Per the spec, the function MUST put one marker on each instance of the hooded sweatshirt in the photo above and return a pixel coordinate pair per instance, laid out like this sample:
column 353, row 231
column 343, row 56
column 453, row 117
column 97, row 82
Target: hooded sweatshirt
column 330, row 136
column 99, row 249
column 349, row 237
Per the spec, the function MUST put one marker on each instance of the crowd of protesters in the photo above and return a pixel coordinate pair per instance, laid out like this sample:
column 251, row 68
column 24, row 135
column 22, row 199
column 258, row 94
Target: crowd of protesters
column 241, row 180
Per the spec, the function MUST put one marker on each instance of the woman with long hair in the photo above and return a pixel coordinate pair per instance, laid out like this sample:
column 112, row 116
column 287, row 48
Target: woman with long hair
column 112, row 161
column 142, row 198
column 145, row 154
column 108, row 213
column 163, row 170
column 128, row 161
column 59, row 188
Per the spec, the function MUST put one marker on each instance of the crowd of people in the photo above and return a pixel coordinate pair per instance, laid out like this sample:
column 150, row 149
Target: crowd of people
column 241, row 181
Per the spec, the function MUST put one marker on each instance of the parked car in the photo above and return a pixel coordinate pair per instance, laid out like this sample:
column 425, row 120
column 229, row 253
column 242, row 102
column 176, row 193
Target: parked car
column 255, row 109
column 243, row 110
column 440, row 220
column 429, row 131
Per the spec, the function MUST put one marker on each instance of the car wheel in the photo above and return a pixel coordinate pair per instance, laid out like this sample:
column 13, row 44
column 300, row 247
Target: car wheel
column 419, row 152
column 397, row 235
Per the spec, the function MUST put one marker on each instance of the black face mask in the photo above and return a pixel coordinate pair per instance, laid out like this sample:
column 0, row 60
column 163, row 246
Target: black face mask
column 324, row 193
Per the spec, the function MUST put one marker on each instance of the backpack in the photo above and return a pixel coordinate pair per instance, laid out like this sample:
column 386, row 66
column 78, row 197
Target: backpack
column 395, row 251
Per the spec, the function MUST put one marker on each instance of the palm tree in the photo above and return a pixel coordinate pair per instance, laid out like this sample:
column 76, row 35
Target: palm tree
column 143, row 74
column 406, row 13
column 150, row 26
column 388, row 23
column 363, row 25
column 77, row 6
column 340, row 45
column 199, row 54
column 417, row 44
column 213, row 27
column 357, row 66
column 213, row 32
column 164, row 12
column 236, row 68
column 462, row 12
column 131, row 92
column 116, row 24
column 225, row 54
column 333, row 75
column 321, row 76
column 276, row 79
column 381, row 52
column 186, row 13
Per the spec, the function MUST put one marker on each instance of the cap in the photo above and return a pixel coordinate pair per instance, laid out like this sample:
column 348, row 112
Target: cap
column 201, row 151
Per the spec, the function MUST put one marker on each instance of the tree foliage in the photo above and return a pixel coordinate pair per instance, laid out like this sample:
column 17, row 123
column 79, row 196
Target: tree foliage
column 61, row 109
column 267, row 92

————————

▸ **What you will do**: With the entries above as the source, set down exactly the lines from the one holding "Target: cap" through the last line, both ends included.

▸ **Solution for this problem**:
Target: cap
column 201, row 151
Per the spec, the function MUST put one marker on each instance of the tree foliage in the photo above and return a pixel coordinate pair per instance, laid out like this sample:
column 17, row 123
column 79, row 196
Target: tree foliage
column 61, row 109
column 267, row 92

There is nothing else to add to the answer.